● **What is being asked**
Give back every line exactly as it appears, pictures excluded.

Pointing dataset excerpts
★ ★ ★ ★ ★ ★ ★

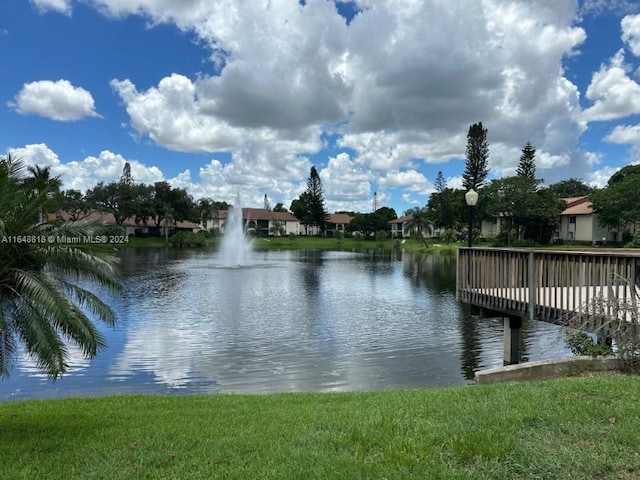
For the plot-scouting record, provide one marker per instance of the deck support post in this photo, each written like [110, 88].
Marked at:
[512, 340]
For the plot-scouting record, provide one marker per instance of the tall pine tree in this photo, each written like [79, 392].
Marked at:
[315, 207]
[527, 165]
[477, 164]
[441, 183]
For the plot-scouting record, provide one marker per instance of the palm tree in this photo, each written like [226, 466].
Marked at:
[43, 276]
[419, 223]
[40, 182]
[277, 228]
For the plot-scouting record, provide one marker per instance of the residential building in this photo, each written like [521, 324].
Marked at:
[579, 223]
[259, 221]
[131, 226]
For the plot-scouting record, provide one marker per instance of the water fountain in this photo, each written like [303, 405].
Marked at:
[235, 250]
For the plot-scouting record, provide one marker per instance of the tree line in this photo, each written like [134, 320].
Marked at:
[528, 211]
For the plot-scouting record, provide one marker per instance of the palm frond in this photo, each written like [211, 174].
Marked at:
[8, 345]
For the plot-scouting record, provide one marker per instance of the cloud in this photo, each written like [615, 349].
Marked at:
[58, 100]
[614, 93]
[400, 86]
[598, 7]
[631, 33]
[86, 173]
[59, 6]
[625, 134]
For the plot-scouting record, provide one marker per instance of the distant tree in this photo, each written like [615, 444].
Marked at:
[572, 187]
[277, 228]
[46, 302]
[317, 210]
[126, 177]
[300, 208]
[477, 153]
[205, 211]
[441, 183]
[617, 203]
[529, 212]
[527, 165]
[419, 224]
[364, 223]
[40, 182]
[74, 204]
[114, 198]
[386, 214]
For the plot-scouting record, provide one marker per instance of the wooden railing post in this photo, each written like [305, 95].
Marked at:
[532, 285]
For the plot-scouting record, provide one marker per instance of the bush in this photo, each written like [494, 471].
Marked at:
[381, 235]
[582, 344]
[187, 239]
[635, 243]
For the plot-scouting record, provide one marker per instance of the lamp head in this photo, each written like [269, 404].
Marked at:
[471, 197]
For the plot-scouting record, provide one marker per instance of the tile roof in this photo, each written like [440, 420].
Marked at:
[578, 206]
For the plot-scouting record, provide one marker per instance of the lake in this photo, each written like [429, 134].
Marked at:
[292, 321]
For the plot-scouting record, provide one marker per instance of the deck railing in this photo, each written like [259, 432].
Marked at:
[549, 285]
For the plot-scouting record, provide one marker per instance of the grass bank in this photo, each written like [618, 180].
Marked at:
[579, 428]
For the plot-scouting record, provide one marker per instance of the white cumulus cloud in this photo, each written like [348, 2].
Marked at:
[59, 6]
[58, 100]
[614, 93]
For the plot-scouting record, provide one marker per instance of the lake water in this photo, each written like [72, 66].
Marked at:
[293, 321]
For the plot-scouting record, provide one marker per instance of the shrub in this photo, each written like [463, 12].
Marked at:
[187, 239]
[582, 344]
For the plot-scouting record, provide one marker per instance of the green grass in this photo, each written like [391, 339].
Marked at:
[579, 428]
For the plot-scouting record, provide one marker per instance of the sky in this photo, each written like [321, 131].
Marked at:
[236, 97]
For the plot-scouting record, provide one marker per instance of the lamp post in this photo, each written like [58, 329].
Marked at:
[471, 197]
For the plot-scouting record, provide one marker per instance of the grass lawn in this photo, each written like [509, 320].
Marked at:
[578, 428]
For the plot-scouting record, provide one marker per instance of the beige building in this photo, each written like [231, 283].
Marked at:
[579, 223]
[259, 221]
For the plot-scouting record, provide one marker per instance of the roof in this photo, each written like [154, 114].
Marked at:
[406, 218]
[264, 214]
[578, 206]
[339, 218]
[110, 219]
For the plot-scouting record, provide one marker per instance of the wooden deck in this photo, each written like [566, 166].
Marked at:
[551, 285]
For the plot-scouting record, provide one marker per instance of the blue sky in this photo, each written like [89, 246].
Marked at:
[244, 97]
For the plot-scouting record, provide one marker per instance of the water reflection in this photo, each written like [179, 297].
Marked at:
[294, 321]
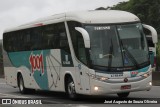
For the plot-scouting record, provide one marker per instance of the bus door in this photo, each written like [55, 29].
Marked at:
[81, 69]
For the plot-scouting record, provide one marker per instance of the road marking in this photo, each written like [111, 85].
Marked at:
[12, 96]
[52, 102]
[2, 83]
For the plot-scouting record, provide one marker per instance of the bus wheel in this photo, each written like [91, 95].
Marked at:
[123, 95]
[22, 89]
[71, 89]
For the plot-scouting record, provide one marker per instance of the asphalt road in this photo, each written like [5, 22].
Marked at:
[61, 100]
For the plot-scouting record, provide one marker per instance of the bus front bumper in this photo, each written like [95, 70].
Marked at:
[103, 88]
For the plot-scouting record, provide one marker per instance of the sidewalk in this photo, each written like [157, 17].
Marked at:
[156, 78]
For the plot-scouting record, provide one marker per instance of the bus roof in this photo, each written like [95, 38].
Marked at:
[92, 16]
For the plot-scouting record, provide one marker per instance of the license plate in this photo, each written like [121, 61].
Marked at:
[125, 87]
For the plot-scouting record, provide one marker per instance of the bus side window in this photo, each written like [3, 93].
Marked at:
[78, 42]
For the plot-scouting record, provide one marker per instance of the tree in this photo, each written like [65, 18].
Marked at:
[147, 10]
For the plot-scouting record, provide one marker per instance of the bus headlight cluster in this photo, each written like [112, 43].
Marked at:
[147, 74]
[100, 78]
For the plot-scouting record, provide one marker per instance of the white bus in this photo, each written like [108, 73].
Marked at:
[90, 52]
[152, 43]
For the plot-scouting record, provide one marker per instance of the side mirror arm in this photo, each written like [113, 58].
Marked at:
[153, 32]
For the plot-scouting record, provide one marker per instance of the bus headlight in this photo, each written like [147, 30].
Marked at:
[100, 78]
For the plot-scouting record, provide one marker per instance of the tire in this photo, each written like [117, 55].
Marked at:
[21, 86]
[123, 95]
[71, 89]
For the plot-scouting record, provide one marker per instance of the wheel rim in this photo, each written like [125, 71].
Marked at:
[71, 89]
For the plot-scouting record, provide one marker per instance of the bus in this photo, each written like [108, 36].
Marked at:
[152, 43]
[96, 52]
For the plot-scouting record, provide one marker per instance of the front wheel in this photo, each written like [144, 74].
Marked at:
[71, 89]
[123, 95]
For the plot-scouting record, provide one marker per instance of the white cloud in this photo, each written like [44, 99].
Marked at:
[16, 12]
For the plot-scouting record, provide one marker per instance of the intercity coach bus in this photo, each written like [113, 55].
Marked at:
[90, 52]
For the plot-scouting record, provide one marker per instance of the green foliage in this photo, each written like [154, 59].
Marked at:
[147, 10]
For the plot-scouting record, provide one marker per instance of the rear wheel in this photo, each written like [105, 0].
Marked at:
[123, 95]
[71, 89]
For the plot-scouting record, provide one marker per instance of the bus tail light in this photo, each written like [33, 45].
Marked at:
[147, 74]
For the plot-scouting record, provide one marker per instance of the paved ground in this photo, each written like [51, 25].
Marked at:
[60, 100]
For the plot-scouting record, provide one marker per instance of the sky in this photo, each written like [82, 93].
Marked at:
[18, 12]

★ ★ ★ ★ ★ ★ ★

● **Reply to the task**
For the plot-scouting record, provide one marker per instance of the deck support post in this photo, each written like [110, 88].
Marked at:
[512, 340]
For the plot-scouting record, provide one marker per instance of the tall pine tree in this photo, each written like [79, 392].
Marked at:
[315, 207]
[527, 165]
[477, 164]
[441, 183]
For the plot-scouting record, provide one marker per instance of the palm tree in this photo, each written like [226, 466].
Marked at:
[43, 276]
[419, 223]
[40, 182]
[277, 228]
For the plot-scouting record, provide one marker per instance of the residential building in this photo, each written like [521, 324].
Marked at:
[579, 223]
[259, 221]
[131, 226]
For the plot-scouting record, provide one marker per instance of the water fountain in this photo, each written like [303, 405].
Marked at:
[235, 250]
For the plot-scouting record, provide one marker per instance of the tree line in this photo, each written like [134, 320].
Marked at:
[528, 211]
For the plot-scouting record, provide one marker per instance of the palm frond in this photo, each written like [211, 174].
Marked at:
[8, 345]
For the plot-scouting record, provide one marker per instance of the cloud in this photo, each written like [615, 349].
Marked at:
[58, 100]
[614, 93]
[400, 86]
[598, 7]
[631, 33]
[86, 173]
[59, 6]
[625, 134]
For the plot-scouting record, provide one marker per instance of the distant tree in this photo, each written like [615, 444].
Marked at:
[572, 187]
[277, 228]
[46, 302]
[317, 210]
[126, 177]
[300, 208]
[477, 153]
[205, 211]
[441, 183]
[617, 203]
[529, 212]
[527, 165]
[419, 224]
[364, 223]
[40, 182]
[74, 204]
[114, 198]
[386, 214]
For the plot-scouting record, provide one marker per instance of the wooden railing post in this photo, each written like [305, 95].
Marked at:
[532, 285]
For the plot-scouting record, provide one marker per instance of the bush in this photo, each written like [494, 471].
Marked at:
[381, 235]
[582, 344]
[187, 239]
[635, 243]
For the plot-scouting record, provide one marker per instance of the lamp head in this photo, each written like [269, 404].
Marked at:
[471, 197]
For the plot-scouting record, provide one marker per instance of the tile roof in this photo, each written like [440, 420].
Marked at:
[578, 206]
For the plot-scouting record, provide one marker per instance of the lake in this photo, each written like [429, 134].
Marked at:
[292, 321]
For the plot-scouting record, provide one marker per instance of the deck railing in this photo, each written like [259, 432].
Marked at:
[549, 285]
For the plot-scouting record, provide one marker per instance of the grass bank in this photo, each written like [618, 180].
Marked at:
[579, 428]
For the plot-scouting record, provide one marker per instance of the white cumulus cloud in this photo, each written like [348, 2].
Marked at:
[59, 6]
[58, 100]
[614, 93]
For the plot-scouting record, provide one marker per instance of the lake water in this photo, each written like [72, 66].
Marked at:
[293, 321]
For the plot-scouting record, provide one marker per instance of the shrub in this photo, each written like [463, 12].
Marked at:
[187, 239]
[582, 344]
For the plot-scouting record, provide one marker per instance of the green grass in this photo, each written like [391, 339].
Marked at:
[579, 428]
For the plot-scouting record, provide one marker per instance of the sky in this photo, each written like [321, 131].
Marked at:
[236, 97]
For the plot-scouting record, provide one marker per instance of the lamp post in this photo, each written like [58, 329].
Marked at:
[471, 197]
For the plot-scouting record, provide one marker per instance of the grass lawn in this photo, each written like [509, 320].
Marked at:
[578, 428]
For the plot-scouting record, provide one marker per instance of the beige building in this photo, each written like [231, 283].
Marked at:
[579, 223]
[259, 221]
For the plot-scouting record, provide one marker per instance of the roof in this photo, each written like [154, 114].
Marked at:
[406, 218]
[264, 214]
[578, 206]
[339, 218]
[110, 219]
For the plot-scouting record, provide one marker per instance of the wooden deck in this photo, each written like [566, 166].
Marked at:
[551, 285]
For the plot-scouting record, provide one marker per instance of the blue sky in this photo, each written like [89, 246].
Marked at:
[244, 97]
For the plot-scouting record, provide one marker per instance of the water reflection in this photo, each written like [179, 297].
Marked at:
[294, 321]
For the plot-scouting record, provide one marker per instance of the bus door in this photo, each written like [55, 29].
Marked at:
[81, 69]
For the plot-scouting record, provide one marker per instance of the road marking in this photo, each written like [111, 85].
Marked at:
[12, 96]
[52, 102]
[2, 83]
For the plot-scouting record, provide one marker per instance of the bus wheel in this photo, each written like [91, 95].
Marked at:
[123, 95]
[22, 89]
[71, 89]
For the plot-scouting record, provide one marker per instance of the asphalt road in this photo, each written like [5, 22].
Marked at:
[61, 100]
For the plot-scouting record, provide one marker per instance of the bus front bumper in this photo, each written like [95, 70].
Marked at:
[103, 88]
For the plot-scouting record, provide one marker per instance of the sidewalk in this photo, each written like [157, 17].
Marked at:
[156, 78]
For the plot-scouting record, provide one marker per instance of the bus roof in this photo, each written like [95, 38].
Marked at:
[92, 16]
For the plot-scouting record, provide one marker per instance of the license plate in this photo, each written like [121, 61].
Marked at:
[125, 87]
For the plot-scouting record, provide one marker per instance of the bus side window in this photo, each written like [3, 93].
Marked at:
[78, 42]
For the plot-scouting record, provide one marker per instance of the tree in this photo, each written like [65, 18].
Marked at:
[147, 10]
For the plot-scouting record, provide one marker per instance of the bus headlight cluster in this photo, each written like [112, 43].
Marked at:
[147, 74]
[100, 78]
For the plot-scouting record, provide one marker per instance of the white bus in this photo, each written like [108, 73].
Marked at:
[90, 52]
[152, 43]
For the plot-scouting record, provide one marker per instance of the side mirror arm in this photo, each written like [113, 58].
Marked at:
[153, 32]
For the plot-scouting record, provide one marker per instance of the bus headlight in this photo, each written like [147, 30].
Marked at:
[100, 78]
For the plot-scouting record, provide one marker per instance of the tire in this photo, each written like [117, 55].
Marked at:
[21, 86]
[123, 95]
[71, 89]
For the plot-scouting record, provide one marker per instance of the wheel rim in this photo, each written like [125, 71].
Marked at:
[71, 89]
For the plot-scouting record, provide one marker per instance of the bus in this photo, each written like [108, 36].
Marked at:
[152, 43]
[96, 52]
For the plot-scouting record, provide one marker per instance of the front wheel in this photo, each written like [144, 74].
Marked at:
[71, 89]
[123, 95]
For the plot-scouting record, provide one marker per instance of the white cloud in this photo, each written like [44, 99].
Marked at:
[16, 12]
For the plot-scouting record, provide one marker per instance of the intercity coach bus in this photo, each written like [113, 55].
Marked at:
[90, 52]
For the plot-scouting record, provide one marker per instance of the green foliage in this photo, each written like [154, 59].
Marked at:
[147, 10]
For the plot-scouting record, provide one marker per instance of the rear wheel in this photo, each written like [105, 0].
Marked at:
[123, 95]
[71, 89]
For the plot-scouting record, provide one marker per instance of the bus tail light in this photo, each written like [33, 45].
Marked at:
[147, 74]
For the plot-scouting record, provide one marker per instance of the paved ground in this photo, each written like [51, 25].
Marked at:
[60, 100]
For the plot-scouting record, provide one marker per instance of the sky in this photo, each written like [82, 93].
Marked at:
[18, 12]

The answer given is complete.